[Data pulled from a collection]
━━━━━━━━━━━━━━━━━━━━

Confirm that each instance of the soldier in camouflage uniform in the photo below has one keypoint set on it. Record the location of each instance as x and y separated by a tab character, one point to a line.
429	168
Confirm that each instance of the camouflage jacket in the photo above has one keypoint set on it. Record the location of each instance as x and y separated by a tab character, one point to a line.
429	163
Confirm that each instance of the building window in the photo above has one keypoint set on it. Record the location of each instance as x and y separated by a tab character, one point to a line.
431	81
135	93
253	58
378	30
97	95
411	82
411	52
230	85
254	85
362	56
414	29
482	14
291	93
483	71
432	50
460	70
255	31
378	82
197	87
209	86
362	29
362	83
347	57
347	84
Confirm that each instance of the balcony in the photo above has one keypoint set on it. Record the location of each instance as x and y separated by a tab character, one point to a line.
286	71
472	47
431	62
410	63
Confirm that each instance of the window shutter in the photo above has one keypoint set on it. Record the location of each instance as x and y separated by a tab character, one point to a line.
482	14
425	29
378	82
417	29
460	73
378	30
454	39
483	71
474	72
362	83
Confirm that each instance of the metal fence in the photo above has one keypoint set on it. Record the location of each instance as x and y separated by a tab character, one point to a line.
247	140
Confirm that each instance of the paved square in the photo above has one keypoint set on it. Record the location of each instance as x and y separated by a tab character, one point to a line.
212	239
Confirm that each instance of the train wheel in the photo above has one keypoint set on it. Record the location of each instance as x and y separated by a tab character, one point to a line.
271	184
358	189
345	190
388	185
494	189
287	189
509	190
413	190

━━━━━━━━━━━━━━━━━━━━

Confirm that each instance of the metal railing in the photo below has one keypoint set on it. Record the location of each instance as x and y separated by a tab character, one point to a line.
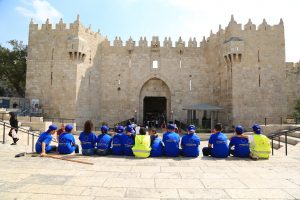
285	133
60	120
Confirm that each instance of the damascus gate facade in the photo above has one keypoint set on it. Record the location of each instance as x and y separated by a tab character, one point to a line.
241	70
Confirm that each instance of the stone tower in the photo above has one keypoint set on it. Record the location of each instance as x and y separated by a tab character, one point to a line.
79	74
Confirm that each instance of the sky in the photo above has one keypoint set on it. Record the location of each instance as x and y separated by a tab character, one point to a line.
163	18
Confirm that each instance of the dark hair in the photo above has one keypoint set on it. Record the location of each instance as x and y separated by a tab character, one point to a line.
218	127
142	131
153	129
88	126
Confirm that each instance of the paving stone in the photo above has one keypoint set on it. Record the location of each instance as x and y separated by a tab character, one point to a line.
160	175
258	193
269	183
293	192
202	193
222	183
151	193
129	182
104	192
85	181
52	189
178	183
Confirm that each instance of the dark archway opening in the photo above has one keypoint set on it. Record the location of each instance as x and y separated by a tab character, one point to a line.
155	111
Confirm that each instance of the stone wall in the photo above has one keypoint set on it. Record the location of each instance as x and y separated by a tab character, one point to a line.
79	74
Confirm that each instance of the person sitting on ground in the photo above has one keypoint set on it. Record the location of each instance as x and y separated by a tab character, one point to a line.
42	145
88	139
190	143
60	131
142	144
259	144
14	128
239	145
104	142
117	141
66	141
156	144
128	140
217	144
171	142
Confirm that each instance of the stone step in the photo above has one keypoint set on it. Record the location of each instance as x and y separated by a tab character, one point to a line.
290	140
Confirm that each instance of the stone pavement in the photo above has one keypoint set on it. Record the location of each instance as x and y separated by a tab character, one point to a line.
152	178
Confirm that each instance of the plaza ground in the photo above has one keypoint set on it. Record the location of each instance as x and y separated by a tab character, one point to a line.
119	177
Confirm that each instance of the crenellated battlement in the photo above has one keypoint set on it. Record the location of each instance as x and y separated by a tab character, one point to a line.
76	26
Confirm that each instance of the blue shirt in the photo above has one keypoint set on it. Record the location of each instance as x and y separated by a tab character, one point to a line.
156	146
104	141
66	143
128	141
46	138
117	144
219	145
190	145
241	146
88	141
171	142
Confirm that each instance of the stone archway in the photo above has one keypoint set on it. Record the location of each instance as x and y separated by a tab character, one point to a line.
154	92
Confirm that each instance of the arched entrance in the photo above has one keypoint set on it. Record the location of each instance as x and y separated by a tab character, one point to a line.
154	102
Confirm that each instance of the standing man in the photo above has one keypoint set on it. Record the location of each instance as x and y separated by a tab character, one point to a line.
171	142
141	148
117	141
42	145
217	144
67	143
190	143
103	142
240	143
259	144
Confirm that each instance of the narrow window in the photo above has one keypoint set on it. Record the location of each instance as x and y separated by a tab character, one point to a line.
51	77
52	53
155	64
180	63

━━━━━━━━━━━━━━━━━━━━

AIM | Gather every line in the items above that contains the word "window", and copy each of those lines out in full.

OUTPUT FOR THIS EXERCISE |
Confirm that each instance of the building window in the photo above has one keypoint set on it. Record the location of each instance as x and y separated by a tab character, one point to a line.
Confirm that each instance of the window shutter in the photo above has one keypoint set on it. Record the location of each instance as x and y separated by a tab character, one point to a line.
Confirm that each instance of the narrow window in the photo above has one keypoint set on it. Record the location of each instance as x and y separated by a tab character, one point to a line.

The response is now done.